| Set problem |
Write out the data below again, beginning at the line that contains "of the hill" and continuing through the end, with the requests included. Scale every coordinate in the answers by 0.2 and round each result to a whole number, rounding halves up.

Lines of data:
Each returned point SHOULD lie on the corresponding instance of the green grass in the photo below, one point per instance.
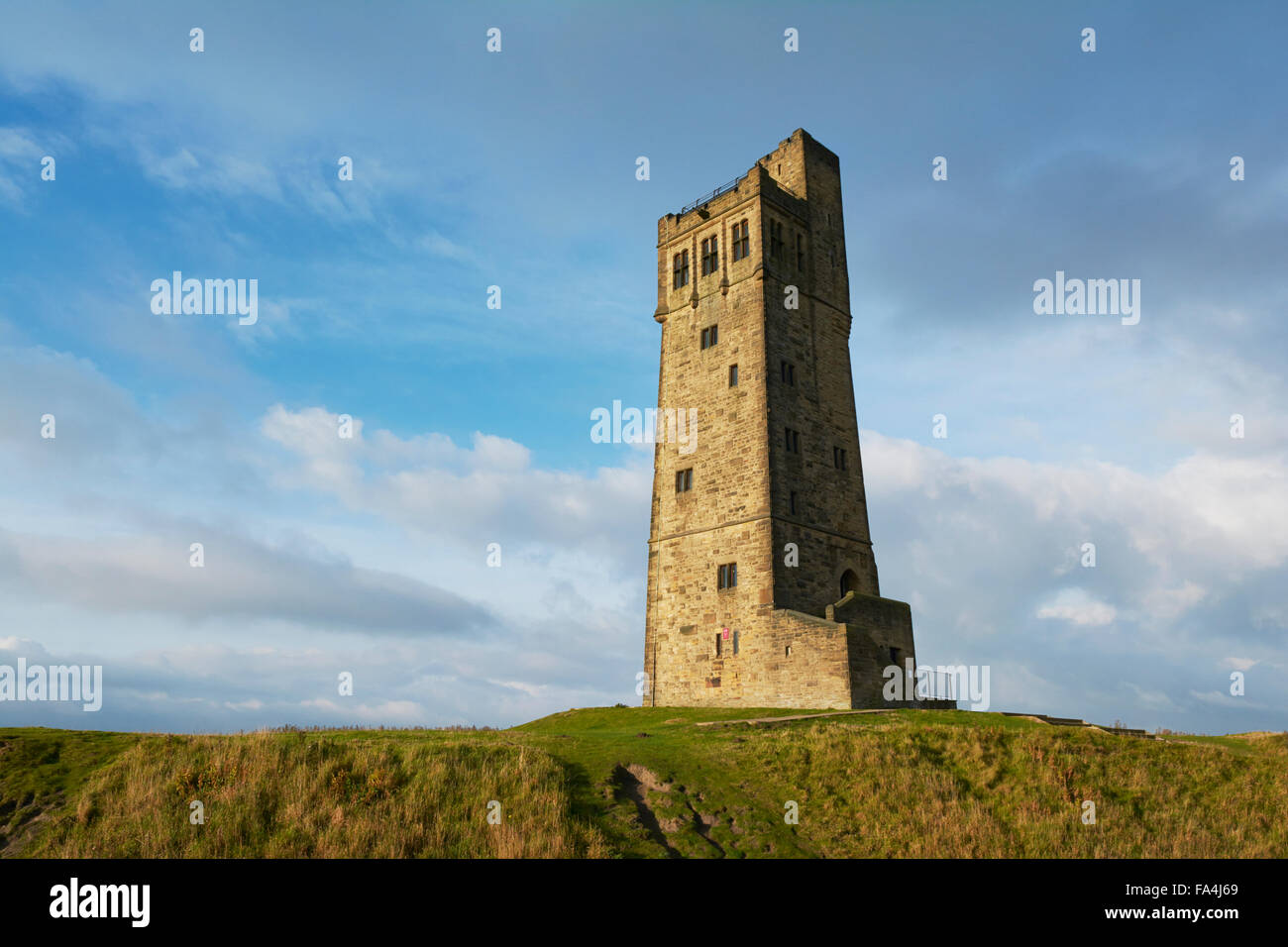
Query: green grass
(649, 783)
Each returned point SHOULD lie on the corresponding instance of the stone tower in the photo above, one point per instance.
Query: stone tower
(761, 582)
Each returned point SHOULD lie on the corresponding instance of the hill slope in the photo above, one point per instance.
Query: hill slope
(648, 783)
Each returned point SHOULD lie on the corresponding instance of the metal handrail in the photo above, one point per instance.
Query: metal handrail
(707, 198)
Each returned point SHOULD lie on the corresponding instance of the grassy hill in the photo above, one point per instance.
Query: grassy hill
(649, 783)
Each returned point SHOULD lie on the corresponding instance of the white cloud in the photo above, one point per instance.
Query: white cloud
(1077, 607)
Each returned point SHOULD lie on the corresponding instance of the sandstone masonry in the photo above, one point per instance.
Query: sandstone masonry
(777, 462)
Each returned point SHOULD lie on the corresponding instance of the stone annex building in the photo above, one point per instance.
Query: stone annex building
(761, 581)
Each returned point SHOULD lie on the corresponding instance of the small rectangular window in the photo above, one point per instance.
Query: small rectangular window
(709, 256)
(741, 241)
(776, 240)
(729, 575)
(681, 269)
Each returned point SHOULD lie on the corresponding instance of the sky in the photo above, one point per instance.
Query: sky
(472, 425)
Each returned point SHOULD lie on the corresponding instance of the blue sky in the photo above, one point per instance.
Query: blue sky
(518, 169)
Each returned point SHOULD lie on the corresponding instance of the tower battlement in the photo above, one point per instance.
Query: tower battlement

| Reply to the task |
Each returned point SHOULD lie on the corresponding instance of the hill slope in the photo above, one point per instance.
Query: hill slope
(130, 157)
Each returned point SHOULD lie on the corresponding instance of the metal handrail in the photo above, one point per instance.
Query: metal handrail
(141, 40)
Each returned point SHOULD lie on the corresponding instance of the grassy hill in the photo above, one point per instance.
Query: grassy hill
(130, 157)
Each returned point SHOULD lie on the corresponding instance of the white cloud in the photo above, one point per instance.
Query: white cloud
(215, 121)
Each returned point SHOULD lie on the corresponding instance of the sandstone masonry in the photo above, one point per instance.
Query: sandstone masonry
(155, 92)
Each returned point SHOULD lie on the corresponding instance of the stone annex building in the photo above, one point per instance.
Query: stone annex building
(152, 116)
Each returned point SHOULD lie on the corresponding instance of the small rectangular window in the photo above, one point per instance.
Query: small rectangular window
(142, 51)
(148, 48)
(155, 48)
(146, 115)
(136, 54)
Each returned point SHOULD lie on the corresponding instance of the sky in the photo above, one point per instance.
Query: sky
(94, 85)
Each returned point SHOULD lie on the corresponding instance of the blue sky in the photo above, one point per instance.
Query: blue sky
(104, 34)
Each returned point SHOULD lie on the corresponding instance of the tower battlement in the photo above, one point per instance.
Query: tower battlement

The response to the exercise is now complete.